* _YOUR GOAL_
Print exactly the lines from the one containing "Mark each instance of the sky" through the last line of the listing, both included.

(Named-object pointing records)
··········

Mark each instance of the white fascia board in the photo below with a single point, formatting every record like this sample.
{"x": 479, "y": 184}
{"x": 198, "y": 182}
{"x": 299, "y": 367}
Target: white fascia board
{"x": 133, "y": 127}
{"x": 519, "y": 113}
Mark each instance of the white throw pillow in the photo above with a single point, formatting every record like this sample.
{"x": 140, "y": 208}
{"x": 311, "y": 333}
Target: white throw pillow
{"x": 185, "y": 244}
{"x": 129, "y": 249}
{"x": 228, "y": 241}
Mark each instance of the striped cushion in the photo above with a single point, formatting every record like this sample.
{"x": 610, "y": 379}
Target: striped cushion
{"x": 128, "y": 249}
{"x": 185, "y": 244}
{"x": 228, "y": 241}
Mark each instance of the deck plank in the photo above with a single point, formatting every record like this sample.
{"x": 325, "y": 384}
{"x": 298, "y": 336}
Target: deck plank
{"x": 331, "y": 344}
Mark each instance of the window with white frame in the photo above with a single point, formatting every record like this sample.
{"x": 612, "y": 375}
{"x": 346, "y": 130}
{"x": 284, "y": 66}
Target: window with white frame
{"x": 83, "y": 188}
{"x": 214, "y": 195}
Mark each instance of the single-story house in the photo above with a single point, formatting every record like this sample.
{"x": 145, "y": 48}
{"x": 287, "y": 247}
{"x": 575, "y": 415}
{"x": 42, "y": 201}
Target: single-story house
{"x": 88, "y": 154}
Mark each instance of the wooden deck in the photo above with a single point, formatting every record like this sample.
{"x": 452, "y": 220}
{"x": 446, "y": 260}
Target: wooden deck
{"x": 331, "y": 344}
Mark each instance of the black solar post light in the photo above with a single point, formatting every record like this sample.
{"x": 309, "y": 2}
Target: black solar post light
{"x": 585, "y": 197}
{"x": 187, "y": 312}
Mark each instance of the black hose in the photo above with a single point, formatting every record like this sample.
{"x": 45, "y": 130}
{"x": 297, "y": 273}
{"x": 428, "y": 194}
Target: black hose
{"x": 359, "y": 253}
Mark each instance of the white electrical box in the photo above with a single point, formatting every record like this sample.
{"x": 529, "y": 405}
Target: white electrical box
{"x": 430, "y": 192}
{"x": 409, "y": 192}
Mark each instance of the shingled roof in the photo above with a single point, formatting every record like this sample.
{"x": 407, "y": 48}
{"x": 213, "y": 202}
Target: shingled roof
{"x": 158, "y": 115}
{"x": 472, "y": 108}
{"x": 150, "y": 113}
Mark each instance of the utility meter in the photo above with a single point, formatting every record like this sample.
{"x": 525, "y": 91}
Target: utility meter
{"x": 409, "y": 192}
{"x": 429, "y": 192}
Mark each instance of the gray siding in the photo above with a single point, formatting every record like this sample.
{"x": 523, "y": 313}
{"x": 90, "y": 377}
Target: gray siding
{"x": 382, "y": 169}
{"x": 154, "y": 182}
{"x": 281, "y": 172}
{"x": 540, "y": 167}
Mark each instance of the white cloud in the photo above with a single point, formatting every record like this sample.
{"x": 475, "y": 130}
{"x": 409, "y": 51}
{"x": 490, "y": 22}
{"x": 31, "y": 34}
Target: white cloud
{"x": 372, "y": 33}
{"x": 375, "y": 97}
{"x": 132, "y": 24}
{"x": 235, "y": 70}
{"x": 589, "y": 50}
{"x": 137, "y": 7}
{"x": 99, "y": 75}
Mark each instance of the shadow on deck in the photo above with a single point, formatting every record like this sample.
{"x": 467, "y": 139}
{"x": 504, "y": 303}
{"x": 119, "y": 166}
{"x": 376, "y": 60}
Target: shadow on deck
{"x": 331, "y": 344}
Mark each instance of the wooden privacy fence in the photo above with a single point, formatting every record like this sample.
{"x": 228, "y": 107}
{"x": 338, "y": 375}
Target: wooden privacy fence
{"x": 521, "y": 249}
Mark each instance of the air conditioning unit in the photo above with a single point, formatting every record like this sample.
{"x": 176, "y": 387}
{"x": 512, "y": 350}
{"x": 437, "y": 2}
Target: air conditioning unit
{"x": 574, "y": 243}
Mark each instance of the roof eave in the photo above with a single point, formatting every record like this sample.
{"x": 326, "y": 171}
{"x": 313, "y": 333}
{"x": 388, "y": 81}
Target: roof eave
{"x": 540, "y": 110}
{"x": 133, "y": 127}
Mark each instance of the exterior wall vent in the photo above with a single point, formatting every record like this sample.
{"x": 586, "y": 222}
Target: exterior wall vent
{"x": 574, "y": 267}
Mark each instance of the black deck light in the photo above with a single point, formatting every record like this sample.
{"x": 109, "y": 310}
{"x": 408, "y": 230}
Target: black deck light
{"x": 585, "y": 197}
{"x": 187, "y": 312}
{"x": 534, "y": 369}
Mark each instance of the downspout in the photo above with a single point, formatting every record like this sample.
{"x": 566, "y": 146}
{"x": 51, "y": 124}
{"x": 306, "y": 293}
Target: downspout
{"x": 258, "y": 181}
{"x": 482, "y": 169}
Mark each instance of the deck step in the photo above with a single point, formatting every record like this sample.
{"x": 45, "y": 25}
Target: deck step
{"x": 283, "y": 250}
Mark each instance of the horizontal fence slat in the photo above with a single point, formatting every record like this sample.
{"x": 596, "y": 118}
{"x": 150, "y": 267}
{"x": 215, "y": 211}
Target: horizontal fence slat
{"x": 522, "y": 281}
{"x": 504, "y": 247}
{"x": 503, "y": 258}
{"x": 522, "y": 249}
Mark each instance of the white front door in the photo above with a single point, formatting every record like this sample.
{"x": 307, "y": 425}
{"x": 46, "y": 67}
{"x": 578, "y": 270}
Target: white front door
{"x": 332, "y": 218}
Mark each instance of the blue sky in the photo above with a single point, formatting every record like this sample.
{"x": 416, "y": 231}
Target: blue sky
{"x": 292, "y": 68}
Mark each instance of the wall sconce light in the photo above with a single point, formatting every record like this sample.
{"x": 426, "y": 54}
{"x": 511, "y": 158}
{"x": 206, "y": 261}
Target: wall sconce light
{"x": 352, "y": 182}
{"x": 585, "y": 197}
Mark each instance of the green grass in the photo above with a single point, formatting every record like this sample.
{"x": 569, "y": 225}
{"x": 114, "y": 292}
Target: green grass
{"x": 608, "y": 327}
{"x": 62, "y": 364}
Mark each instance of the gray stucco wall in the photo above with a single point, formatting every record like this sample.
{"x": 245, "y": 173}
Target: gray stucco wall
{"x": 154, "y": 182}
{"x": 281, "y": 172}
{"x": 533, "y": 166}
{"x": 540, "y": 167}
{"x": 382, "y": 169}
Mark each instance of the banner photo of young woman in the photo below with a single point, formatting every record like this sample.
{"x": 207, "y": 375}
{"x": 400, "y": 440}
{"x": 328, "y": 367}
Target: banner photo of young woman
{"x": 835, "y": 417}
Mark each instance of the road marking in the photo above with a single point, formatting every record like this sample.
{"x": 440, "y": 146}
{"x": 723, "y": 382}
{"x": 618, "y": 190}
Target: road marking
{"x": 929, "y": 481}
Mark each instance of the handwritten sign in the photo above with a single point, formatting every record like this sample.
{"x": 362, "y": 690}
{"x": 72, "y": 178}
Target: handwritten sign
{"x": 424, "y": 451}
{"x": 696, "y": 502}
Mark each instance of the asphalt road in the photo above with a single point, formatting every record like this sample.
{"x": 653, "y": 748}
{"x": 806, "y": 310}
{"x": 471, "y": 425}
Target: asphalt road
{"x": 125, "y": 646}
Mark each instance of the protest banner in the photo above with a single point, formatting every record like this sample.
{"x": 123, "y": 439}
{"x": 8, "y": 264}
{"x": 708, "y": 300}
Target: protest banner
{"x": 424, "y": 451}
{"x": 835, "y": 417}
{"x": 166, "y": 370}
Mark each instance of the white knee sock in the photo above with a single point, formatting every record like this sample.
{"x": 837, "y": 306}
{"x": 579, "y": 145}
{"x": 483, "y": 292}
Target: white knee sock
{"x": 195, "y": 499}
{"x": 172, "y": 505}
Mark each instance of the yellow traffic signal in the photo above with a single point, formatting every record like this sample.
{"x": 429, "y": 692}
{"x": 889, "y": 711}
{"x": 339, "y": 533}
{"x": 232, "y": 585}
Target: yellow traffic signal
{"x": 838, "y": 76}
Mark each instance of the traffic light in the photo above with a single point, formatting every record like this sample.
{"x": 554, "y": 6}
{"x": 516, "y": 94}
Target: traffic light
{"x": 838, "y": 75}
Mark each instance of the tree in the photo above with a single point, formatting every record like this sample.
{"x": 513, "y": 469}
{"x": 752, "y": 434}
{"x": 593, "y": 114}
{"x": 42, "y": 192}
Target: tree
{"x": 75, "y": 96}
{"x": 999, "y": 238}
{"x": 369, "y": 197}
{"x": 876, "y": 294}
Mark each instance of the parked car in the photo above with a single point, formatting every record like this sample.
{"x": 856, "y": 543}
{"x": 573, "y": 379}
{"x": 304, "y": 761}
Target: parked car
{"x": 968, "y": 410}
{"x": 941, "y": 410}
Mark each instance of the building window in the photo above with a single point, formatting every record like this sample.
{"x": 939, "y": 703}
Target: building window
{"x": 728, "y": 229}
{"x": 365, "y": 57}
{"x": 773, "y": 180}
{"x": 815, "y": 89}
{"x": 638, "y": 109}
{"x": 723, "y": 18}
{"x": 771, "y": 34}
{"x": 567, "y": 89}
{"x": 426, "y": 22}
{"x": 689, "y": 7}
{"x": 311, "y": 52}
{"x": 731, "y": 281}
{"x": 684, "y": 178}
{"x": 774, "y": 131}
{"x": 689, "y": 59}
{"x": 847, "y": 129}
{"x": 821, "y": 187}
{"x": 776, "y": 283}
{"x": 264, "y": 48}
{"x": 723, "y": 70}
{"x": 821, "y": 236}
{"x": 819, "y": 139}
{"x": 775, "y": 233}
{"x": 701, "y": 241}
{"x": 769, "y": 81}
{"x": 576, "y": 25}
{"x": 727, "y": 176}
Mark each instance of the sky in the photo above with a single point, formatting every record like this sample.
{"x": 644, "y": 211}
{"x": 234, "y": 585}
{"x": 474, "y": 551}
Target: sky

··········

* _RESPONSE_
Mark each instance of the sky in the photo above with a single point, formatting every record like this sample.
{"x": 644, "y": 211}
{"x": 234, "y": 585}
{"x": 474, "y": 551}
Target: sky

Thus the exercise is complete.